** BEGIN Available records **
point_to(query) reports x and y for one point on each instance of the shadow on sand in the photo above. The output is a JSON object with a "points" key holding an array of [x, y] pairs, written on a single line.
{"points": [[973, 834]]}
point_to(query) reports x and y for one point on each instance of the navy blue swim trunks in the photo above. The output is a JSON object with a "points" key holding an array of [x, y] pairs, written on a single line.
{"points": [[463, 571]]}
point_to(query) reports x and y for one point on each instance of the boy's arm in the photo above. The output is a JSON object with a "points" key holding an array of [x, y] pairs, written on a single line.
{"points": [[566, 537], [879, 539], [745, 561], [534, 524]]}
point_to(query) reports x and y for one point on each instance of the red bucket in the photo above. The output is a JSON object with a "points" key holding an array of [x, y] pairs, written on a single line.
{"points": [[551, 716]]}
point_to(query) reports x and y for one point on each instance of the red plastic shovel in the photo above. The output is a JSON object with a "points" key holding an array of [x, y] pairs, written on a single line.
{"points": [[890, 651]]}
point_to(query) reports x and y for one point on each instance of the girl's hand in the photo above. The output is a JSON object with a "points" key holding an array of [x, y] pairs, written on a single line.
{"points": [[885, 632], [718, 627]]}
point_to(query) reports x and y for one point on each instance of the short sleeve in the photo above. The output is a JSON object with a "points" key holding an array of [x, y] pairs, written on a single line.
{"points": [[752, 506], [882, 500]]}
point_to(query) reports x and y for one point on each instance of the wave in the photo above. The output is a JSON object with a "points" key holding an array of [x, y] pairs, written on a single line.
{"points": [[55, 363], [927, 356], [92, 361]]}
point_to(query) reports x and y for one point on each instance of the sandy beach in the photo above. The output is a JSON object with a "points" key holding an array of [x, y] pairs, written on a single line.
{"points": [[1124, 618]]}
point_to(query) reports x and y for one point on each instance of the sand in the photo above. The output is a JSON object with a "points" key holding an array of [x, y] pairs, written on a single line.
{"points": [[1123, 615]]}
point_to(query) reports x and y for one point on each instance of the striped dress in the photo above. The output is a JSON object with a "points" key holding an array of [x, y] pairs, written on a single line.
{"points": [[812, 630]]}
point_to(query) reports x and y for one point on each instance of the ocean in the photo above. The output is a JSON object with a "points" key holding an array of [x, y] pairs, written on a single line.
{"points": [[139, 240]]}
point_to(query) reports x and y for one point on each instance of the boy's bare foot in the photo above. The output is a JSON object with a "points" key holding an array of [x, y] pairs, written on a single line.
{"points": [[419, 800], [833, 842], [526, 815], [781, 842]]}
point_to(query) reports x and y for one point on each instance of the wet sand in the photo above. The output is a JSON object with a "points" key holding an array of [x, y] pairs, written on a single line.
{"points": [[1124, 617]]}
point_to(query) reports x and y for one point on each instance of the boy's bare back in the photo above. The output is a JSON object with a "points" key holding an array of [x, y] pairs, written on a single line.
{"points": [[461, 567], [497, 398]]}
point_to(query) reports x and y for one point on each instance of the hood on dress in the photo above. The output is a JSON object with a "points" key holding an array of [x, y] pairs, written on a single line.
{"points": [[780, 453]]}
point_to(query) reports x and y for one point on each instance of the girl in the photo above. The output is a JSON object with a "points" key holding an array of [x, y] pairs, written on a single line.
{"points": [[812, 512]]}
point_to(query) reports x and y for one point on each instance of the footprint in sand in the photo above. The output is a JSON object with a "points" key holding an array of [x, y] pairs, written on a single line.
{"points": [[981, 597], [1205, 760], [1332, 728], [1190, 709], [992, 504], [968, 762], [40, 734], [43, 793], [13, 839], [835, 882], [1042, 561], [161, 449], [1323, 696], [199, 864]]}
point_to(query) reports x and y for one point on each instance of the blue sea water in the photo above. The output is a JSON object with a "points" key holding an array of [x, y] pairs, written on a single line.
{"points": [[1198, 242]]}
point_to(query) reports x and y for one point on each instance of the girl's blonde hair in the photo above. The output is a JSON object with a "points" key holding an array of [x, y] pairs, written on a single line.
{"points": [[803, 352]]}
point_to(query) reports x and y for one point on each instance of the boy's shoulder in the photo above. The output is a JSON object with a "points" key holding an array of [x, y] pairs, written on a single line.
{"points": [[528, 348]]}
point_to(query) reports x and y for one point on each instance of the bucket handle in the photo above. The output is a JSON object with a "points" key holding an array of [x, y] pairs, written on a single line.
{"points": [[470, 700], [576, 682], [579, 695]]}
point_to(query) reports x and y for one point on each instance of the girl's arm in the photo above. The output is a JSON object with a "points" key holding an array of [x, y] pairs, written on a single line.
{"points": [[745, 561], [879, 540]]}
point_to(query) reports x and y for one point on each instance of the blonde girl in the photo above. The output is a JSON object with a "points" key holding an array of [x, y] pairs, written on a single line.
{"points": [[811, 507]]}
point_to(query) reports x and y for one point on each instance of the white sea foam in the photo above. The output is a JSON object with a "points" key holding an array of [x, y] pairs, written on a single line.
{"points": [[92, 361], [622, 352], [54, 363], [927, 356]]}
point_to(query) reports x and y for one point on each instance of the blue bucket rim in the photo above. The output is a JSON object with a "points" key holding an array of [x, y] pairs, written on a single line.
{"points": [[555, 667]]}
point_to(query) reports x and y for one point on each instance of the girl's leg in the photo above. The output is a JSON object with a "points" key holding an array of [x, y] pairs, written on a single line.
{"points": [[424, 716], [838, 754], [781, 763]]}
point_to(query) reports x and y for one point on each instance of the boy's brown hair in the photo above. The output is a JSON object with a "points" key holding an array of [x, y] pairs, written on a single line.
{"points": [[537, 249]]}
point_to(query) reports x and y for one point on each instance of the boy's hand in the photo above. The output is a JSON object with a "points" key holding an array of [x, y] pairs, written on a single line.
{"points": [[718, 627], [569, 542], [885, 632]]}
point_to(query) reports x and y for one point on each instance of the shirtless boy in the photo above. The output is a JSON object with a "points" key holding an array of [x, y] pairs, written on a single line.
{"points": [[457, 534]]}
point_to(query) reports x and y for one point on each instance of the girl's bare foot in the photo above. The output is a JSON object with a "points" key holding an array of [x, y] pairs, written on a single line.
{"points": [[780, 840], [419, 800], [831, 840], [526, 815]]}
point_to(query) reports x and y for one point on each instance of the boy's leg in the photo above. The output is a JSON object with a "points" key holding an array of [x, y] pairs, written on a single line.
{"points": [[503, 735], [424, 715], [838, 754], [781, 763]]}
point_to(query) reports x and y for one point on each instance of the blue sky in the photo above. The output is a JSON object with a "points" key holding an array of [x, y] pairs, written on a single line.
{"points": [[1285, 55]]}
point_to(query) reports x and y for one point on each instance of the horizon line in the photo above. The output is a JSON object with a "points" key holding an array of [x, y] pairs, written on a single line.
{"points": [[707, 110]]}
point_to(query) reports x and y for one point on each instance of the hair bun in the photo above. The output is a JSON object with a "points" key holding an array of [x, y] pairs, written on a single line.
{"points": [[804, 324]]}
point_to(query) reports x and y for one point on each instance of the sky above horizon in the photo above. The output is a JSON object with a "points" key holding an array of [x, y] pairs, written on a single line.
** END Available records **
*What is expected*
Add 27 to every coordinate in the answers and write out everything from the item containing "the girl's bare" down to the last item, requests included. Leave the requests and their format samples unchanged.

*Solution to the exercise*
point_to(query) reports x and y for one point on each instance of the girl's bare foot in the photo above. The output is a JSON object with a "points" key holding an array of [x, y] pairs, written on a single line.
{"points": [[807, 867], [446, 827], [858, 867], [553, 842]]}
point_to(query) reports x and y for one point on each instance of the boy's leg in the photo above. The output is a JSON object with a "points" key holding an array of [x, y] pairs, written on a single line.
{"points": [[530, 762], [451, 742], [865, 781], [808, 790]]}
point_to(query) reports x and y for one point on each instance of the blue sky in the photo above. The output is a JSON object with a "points" key holding an array of [x, y] pairs, written on a single line.
{"points": [[1312, 82]]}
point_to(query) reports x and y for one point on each instance of the horizon line in the photo above. The output is a JSON object with a "points" key holding an array of [x, y] pairs, written on a single line.
{"points": [[734, 137]]}
point_to(query) reports x and y for one point on each instance of the hair bun in the photo above. The output is a JSON object with a "points" key holding an array of [x, y] pairs, written on a single line.
{"points": [[831, 351]]}
point_to(query) reports x and y for one point on each instance of the sky above horizon in the photo above. The output is a JSON object with a "points" key holding an array of [x, y] pairs, written on a single line.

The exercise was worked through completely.